Dollar Remains Bid Post-Draghi, Pre-Jobs

The US dollar regained the upper hand as yesterday's downside correction fizzled out.  Draghi provided just enough details of the asset purchase plans to avoid a rout, but not enough to give hope that this is what will turn the eurozone around.  With Europe's service PMIs released, the market turns its attention to the US employment data.  

The eurozone service PMI was disappointing.  The 52.8 flash reading was revised to 52.4, showing a larger decline from August's 53.1.  Given the softer manufacturing PMI, the composite slipped to 52.0 from 52.3 flash reading and 52.5 in August.  This still appears consistent with GDP of something on the magnitude of 0.2% in Q3.  

On the country level, Germany was revised to 55.7 from 55.4 flash and August reading.  France went from bad to worse.  Its service PMI fell to 48.4 from 49.4 flash and 50.3 in August.  Italy disappointed as well, with the service PMI falling to 48.8 from 49.8.  Spain pulled back, but at 55.8, down from 58.1, it is still the best absolute reading among the large EMU members.  

There was a rare piece of robust euro area data.  It was August retail sales.  The market expected a 0.1% rise after July's 0.4% decline.  Instead, a 1.2% jump was reported.  This lifted the year-over-year rate to 1.9% from a downwardly revised 0.5% in July (was initially 0.8%).  That said, it singularly failed to impress the euro bears, who felt little pressure during yesterday's bounce and remain very much in the driver's seat.  

Sterling has been sent toward the spike low that was recorded after the first Scottish poll had shown the nationalists were ahead in response to another economic disappointment.  The service PMI fell to 58.7 from 60.5 in August.  The consensus expected a pullback, but not quite so large.  The composite, fell to 57.4 from 59.3.  This is the weakest since June 2013.  

Unhinged by the to and fro of the BOE's forward guidance (temporal inconsistencies), market expectations for the first BOE rate hike have been pushed from Q4 this year to Q1 next year, and are being pushed out further still.  This has taken a toll on sterling.  The $1.60 area corresponds with a key retracement objective of the rally that began in July 2013.   A break would signal a move toward $1.5850-$1.5900, but the next retracement objective is near $1.5725.

*Supplied information*.
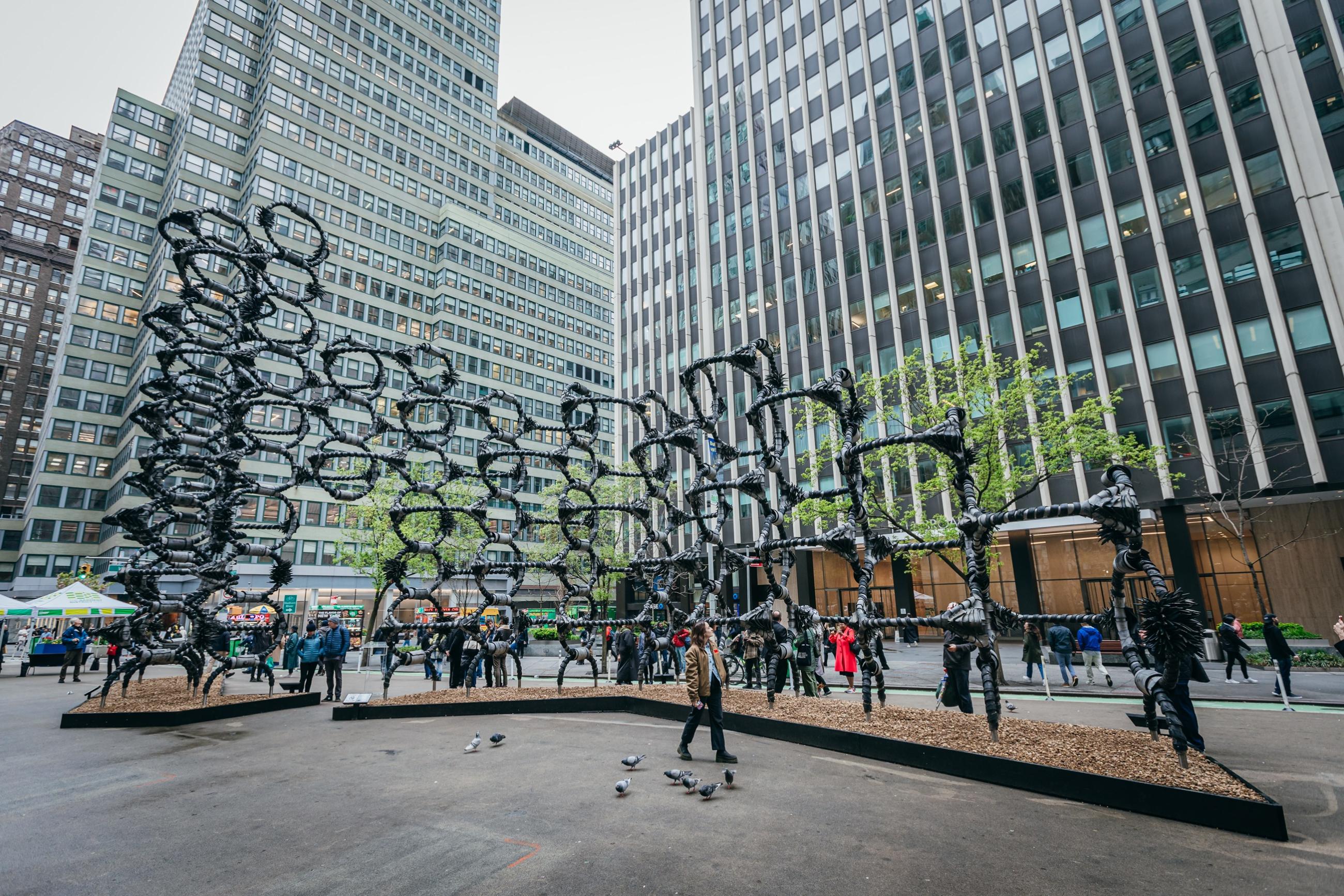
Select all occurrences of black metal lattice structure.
[103,203,1201,762]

*Your task*.
Rewrite the market commentary between "Unhinged by the" and "is near $1.5725.", inclusive, substituting "the pound" for "sterling". The data have no connection to the text above.

*Exercise solution*.
Unhinged by the to and fro of the BOE's forward guidance (temporal inconsistencies), market expectations for the first BOE rate hike have been pushed from Q4 this year to Q1 next year, and are being pushed out further still.  This has taken a toll on the pound.  The $1.60 area corresponds with a key retracement objective of the rally that began in July 2013.   A break would signal a move toward $1.5850-$1.5900, but the next retracement objective is near $1.5725.